• [EXERCISE REQUIREMENTS]
a) Answer these questions using the article on connected-TV advertising.
(i) What typical CPM range does the article give for connected TV?
(ii) In the article's account of television's history, what did national advertising mean?
(iii) How does the article describe the "Metro" setting?
b) Print the part of the article on connected-TV advertising from "On connected TV, every" up to and including "across the country.", word for word.
c) Carry on the article on connected-TV advertising from the point where it stops.

• [STUDY TEXT]
AI builds your ad from a single prompt

June 09, 2026
For most of television's history, "local vs national" was a hard binary with a brutal price gap. Local meant buying spots on your city's stations; national meant seven figures and an agency on retainer. The question answered itself for every small business: local, obviously, if TV at all.
Streaming changed the question. On connected TV, geography is a targeting setting, not a different industry. The same campaign tools that put your ad in front of households within five zip codes can put it in front of households in five states, at the same cost per impression. Which means the real question is no longer "can we afford national?" It's "what geographic scope actually matches how our business makes money?" Let's break this down.
On connected TV, every campaign is assembled from the same unit: an impression delivered to a specific household. Local and national campaigns differ only in how many households qualify, not in the machinery, the creative format, or the rate card. Typical CTV CPMs run $15-35 whether the household is in one county or spread across the country.
That collapses the old categories into a continuous dial:
Hyperlocal: a service radius, a set of zip codes
Metro: a city and its suburbs (roughly a DMA)

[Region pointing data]
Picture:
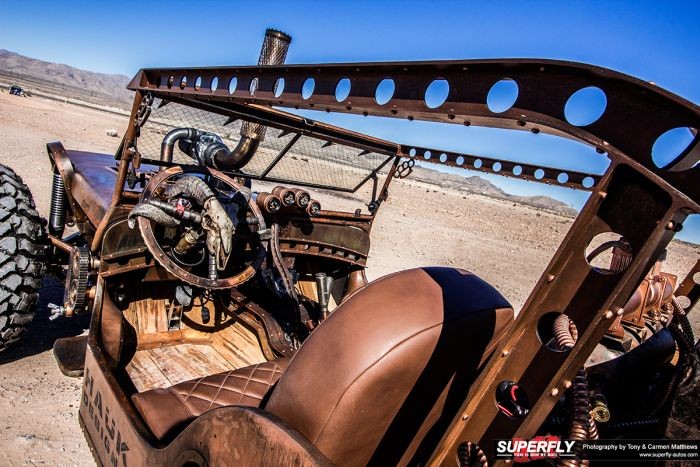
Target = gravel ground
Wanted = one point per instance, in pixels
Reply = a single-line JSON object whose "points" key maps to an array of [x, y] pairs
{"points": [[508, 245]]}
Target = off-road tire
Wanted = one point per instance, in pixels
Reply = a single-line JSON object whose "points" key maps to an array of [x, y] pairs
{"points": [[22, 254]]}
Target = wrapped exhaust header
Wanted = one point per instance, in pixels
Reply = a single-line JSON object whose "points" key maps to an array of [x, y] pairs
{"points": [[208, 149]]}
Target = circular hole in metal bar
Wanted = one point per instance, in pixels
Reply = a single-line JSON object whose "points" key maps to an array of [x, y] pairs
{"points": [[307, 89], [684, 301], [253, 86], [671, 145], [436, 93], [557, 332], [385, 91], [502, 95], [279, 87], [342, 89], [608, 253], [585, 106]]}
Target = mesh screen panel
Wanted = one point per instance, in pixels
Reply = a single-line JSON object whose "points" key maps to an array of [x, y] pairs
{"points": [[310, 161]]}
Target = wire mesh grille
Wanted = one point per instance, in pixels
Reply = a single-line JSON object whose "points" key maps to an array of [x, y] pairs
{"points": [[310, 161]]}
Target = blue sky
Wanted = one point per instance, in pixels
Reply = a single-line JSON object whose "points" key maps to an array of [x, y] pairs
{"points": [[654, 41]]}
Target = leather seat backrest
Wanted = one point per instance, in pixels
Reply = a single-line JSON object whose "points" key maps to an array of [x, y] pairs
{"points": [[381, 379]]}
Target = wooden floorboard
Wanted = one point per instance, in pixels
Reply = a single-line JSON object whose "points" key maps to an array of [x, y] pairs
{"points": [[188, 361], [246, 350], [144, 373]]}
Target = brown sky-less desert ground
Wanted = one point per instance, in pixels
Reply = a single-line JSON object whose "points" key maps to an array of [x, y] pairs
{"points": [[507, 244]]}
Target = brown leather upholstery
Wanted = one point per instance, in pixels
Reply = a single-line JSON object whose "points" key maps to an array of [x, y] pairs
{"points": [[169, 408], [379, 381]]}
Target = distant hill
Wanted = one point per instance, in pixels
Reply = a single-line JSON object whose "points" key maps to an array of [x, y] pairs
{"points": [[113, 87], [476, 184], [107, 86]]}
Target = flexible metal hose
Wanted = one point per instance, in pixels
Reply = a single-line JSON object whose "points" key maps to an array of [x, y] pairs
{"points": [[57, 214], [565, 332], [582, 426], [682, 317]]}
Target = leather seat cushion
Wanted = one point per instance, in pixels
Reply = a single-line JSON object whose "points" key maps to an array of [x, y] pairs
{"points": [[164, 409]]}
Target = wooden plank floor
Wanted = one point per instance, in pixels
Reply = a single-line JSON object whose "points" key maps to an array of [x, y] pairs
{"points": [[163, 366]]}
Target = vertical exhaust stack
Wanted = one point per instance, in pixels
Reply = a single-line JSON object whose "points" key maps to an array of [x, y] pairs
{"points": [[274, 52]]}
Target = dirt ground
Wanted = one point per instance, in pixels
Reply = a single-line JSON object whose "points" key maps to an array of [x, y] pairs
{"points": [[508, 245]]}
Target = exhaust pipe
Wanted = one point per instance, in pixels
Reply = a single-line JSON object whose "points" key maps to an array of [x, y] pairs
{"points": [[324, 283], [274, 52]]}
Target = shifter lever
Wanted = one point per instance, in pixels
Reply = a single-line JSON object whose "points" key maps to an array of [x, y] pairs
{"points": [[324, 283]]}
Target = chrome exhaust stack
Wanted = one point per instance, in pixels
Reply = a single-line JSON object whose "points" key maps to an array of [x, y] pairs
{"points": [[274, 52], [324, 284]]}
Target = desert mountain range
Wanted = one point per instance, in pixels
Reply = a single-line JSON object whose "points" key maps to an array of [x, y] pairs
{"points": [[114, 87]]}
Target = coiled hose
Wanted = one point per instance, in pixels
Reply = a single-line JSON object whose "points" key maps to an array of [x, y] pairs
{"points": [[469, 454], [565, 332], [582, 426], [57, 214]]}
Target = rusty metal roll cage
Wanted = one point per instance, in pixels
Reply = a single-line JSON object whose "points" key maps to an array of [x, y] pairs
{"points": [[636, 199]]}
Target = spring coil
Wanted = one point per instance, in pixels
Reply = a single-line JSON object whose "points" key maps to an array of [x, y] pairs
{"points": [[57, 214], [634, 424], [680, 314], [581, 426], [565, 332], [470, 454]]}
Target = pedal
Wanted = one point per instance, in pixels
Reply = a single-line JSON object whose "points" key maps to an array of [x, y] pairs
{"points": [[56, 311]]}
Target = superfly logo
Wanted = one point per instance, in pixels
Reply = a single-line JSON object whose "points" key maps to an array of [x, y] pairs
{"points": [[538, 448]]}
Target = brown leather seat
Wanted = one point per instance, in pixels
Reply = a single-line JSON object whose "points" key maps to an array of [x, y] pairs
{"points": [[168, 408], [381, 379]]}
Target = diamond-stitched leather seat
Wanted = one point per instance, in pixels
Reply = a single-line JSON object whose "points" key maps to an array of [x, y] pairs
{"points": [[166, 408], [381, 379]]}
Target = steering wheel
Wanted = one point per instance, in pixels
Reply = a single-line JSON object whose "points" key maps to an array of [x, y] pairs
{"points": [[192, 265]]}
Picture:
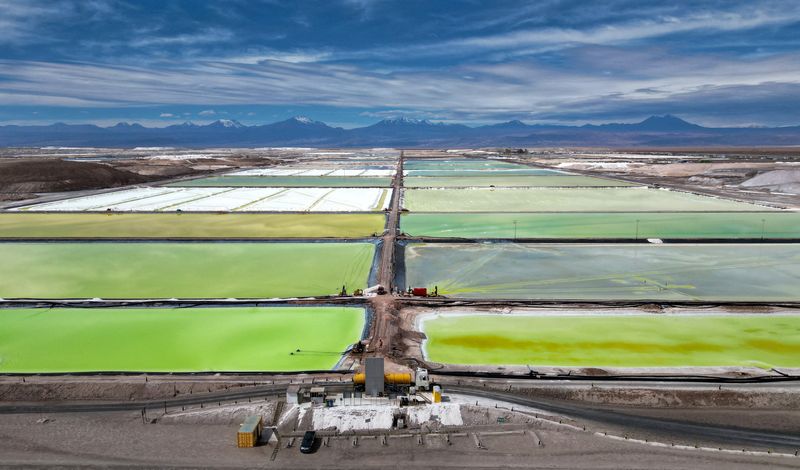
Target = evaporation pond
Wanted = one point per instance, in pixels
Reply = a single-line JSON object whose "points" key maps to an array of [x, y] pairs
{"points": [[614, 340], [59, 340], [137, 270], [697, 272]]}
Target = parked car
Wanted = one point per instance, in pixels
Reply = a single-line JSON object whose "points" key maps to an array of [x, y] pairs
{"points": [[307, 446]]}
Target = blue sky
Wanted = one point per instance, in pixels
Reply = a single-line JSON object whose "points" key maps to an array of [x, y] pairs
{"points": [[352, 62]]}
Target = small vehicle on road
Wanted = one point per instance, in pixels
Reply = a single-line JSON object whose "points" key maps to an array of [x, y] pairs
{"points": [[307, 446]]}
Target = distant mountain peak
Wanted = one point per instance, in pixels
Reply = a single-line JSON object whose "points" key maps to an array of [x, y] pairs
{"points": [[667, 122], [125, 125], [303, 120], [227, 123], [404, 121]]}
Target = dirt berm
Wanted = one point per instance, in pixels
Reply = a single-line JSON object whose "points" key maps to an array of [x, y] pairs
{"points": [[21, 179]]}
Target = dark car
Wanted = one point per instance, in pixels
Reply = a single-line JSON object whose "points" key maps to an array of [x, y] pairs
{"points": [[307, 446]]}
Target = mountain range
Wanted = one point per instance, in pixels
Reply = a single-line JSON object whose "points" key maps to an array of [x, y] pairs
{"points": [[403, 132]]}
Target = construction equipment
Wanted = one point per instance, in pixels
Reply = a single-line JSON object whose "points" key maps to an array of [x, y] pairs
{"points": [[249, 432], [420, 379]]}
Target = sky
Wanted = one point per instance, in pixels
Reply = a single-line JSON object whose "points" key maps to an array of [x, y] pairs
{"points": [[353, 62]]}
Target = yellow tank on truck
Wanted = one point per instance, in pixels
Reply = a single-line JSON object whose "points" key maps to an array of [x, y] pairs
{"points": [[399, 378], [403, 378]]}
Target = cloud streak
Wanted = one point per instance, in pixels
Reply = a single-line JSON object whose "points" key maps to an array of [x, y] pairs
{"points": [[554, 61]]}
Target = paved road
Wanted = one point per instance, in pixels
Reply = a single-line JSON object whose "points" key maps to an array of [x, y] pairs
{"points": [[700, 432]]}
==
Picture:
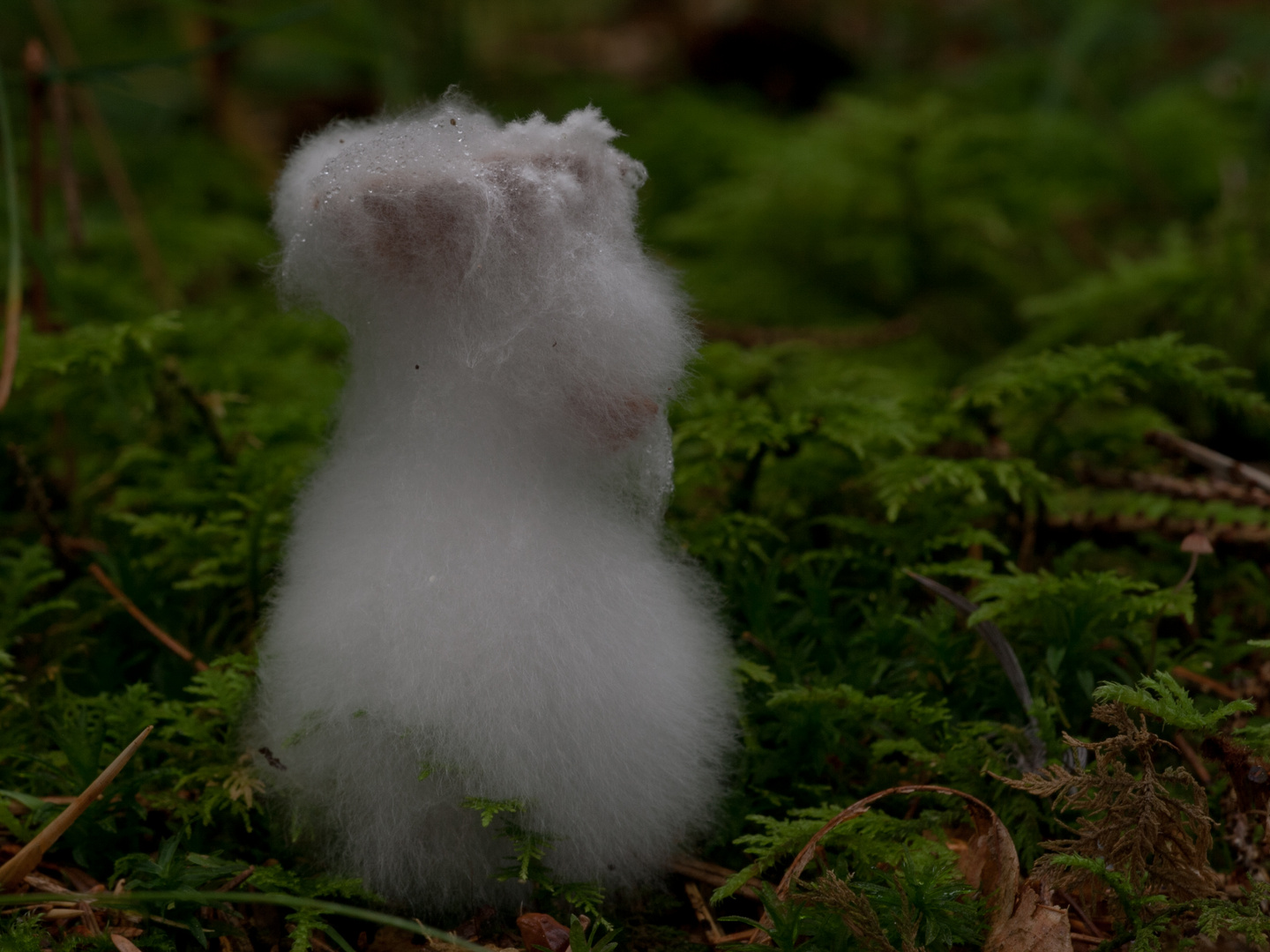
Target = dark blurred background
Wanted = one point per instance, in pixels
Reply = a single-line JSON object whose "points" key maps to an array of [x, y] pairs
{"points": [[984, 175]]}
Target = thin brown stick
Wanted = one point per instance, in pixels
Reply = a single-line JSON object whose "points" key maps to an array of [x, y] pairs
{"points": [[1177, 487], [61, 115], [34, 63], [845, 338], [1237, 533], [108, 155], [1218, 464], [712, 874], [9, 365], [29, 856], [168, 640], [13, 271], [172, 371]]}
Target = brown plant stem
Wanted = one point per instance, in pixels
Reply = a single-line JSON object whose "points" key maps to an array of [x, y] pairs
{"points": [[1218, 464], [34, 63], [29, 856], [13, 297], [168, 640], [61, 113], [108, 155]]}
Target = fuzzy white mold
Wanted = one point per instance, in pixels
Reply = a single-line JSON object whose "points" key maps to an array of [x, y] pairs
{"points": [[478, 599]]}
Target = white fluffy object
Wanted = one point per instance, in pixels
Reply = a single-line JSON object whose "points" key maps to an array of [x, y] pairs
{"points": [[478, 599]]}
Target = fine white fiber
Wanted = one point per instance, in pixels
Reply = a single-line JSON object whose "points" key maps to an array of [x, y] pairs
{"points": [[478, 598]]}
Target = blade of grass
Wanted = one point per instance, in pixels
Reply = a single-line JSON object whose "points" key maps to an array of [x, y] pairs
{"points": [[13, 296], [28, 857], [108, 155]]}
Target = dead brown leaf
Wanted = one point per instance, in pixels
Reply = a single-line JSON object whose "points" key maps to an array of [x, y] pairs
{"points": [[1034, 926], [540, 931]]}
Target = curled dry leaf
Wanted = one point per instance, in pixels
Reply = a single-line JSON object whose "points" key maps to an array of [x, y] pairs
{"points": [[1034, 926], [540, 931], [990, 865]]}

• [RESPONSE LIST]
a)
(i) $15-35
(ii) Seven figures and an agency on retainer
(iii) A city and its suburbs, roughly a DMA

b)
On connected TV, every campaign is assembled from the same unit: an impression delivered to a specific household. Local and national campaigns differ only in how many households qualify, not in the machinery, the creative format, or the rate card. Typical CTV CPMs run $15-35 whether the household is in one county or spread across the country.

c)
Regional: a state or several adjacent markets
Multi-market: specific cities scattered nationally (think franchise footprints)
National: everywhere you can fulfill
The dial only matters if you set it deliberately. Most wasted TV budget in small business campaigns is geographic: paying to reach households that could never become customers, or starving the right households of frequency to afford the wrong ones.
Local TV advertising is the right call when your revenue has a service area: restaurants, medical and dental practices, home services, gyms, auto dealers, law firms, retail with physical locations.
Trust where you operate. TV's credibility effect (consumers trust TV ads at roughly twice the rate of social ads) lands hardest when the viewer realizes you're nearby. "I've seen their commercials" does real work in a local market where your competitors have never been on TV.
Frequency a small budget can sustain. A targeted local universe is small enough that $500-$1,500 a month buys meaningful repetition. The same spend nationally evaporates: it's a rounding error against 130 million households. This is the single most common scope mistake: going wide and ending up invisible everywhere. Local-first guidance lives in our guide to advertising on local TV.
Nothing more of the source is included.